Start of Given entries

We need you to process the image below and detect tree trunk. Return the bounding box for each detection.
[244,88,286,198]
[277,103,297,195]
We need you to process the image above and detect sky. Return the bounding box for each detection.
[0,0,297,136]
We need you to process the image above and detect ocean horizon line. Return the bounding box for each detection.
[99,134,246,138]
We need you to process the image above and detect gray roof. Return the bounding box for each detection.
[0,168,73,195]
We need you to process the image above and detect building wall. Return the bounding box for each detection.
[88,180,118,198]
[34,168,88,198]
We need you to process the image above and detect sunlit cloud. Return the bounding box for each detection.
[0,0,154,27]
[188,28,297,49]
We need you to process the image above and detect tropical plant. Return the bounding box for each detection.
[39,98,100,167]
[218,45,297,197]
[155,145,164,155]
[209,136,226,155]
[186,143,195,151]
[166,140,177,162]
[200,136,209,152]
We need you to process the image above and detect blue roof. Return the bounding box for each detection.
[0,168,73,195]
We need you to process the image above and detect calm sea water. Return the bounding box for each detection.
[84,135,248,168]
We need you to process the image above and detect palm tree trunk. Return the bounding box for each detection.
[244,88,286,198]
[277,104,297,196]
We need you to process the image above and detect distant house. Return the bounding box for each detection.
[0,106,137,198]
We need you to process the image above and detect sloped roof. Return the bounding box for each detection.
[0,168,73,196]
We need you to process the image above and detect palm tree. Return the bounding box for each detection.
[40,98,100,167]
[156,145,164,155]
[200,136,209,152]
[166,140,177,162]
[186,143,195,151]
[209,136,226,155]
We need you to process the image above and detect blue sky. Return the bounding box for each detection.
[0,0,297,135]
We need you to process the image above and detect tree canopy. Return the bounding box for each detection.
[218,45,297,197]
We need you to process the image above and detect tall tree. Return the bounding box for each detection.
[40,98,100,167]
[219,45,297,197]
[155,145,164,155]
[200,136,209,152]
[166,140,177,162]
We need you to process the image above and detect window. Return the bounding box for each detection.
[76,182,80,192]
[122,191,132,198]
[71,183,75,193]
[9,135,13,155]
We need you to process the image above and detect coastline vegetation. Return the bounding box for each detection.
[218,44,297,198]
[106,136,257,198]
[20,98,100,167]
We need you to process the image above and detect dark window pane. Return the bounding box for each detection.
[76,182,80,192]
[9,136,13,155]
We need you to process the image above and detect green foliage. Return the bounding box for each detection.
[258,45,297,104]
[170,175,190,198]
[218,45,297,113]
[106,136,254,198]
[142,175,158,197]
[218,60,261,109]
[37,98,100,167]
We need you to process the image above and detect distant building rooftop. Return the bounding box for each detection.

End of Given entries

**Directions for this task**
Copy all of the records above word for word, from the first line to the last, without changing anything.

**Response**
We need you to process the image below and detect tree trunk. Return the bounding box for each detection.
[244,88,286,198]
[277,103,297,195]
We need you to process the image above and detect sky. Return the bounding box for each detection.
[0,0,297,136]
We need you to process the image above and detect ocean horizon line. Return the bounding box for each detection.
[99,134,246,138]
We need you to process the image above and detect gray roof. Return the bounding box for each detection.
[0,168,73,195]
We need you to process the image above and detect building wall. Return the bounding box for each detection.
[88,180,118,198]
[34,168,88,198]
We need you to process the image above and detect sunlit cloud. Return the bounding box for each detection.
[0,0,154,27]
[188,28,297,49]
We need you to process the image above and detect tropical plant. Return the bounding box for each detection.
[39,98,100,167]
[218,45,297,197]
[155,145,164,155]
[209,136,226,155]
[186,143,195,151]
[166,140,177,162]
[200,136,209,152]
We need you to process the image above and detect blue roof. Return the bounding box for each detection.
[0,168,73,195]
We need you to process the image above and detect calm sea water. Return the bounding box for each detection.
[84,135,248,168]
We need you to process the image above and detect palm tree trunk. Return the bounding box for each detection.
[244,88,286,198]
[277,104,297,196]
We need you to process the image above and detect distant house. Return the bounding box for each detection.
[0,106,137,198]
We need you to process the image above and detect sloped roof. Return the bounding box for each detection.
[0,168,73,196]
We need you to process the image above and detect palm tree. Return the bounding box for each detection.
[40,98,100,167]
[156,145,164,155]
[200,136,209,152]
[166,140,177,162]
[186,143,195,151]
[209,136,226,155]
We need you to process the image above and detect blue sky. Return the bounding box for each detection.
[0,0,297,135]
We need you to process the image above and detect tree canopy. Return the bounding box for each detection.
[218,45,297,197]
We need you to process the image above and detect tall tree. Return the bounding box for each detection.
[40,98,100,167]
[219,45,297,197]
[155,145,164,155]
[200,136,209,152]
[166,140,177,162]
We need you to process the image above and detect window. Return the bounding box for each detection.
[76,182,80,192]
[122,191,132,198]
[71,183,75,193]
[9,135,13,155]
We need you to process the image above and detect coastline vegetation. Return the bounding box for each detection.
[218,44,297,198]
[106,136,257,198]
[20,98,100,167]
We need you to process the image above and detect dark window pane. Return the bounding box for each detection.
[76,182,80,192]
[9,136,13,155]
We need you to process the image above and detect green foliage. Return the bounding box for each detection.
[258,45,297,104]
[170,175,190,198]
[218,45,297,113]
[106,136,254,198]
[142,175,158,197]
[218,60,261,109]
[37,98,100,167]
We need you to process the image above and detect distant building rooftop. Return the bounding box for each detection.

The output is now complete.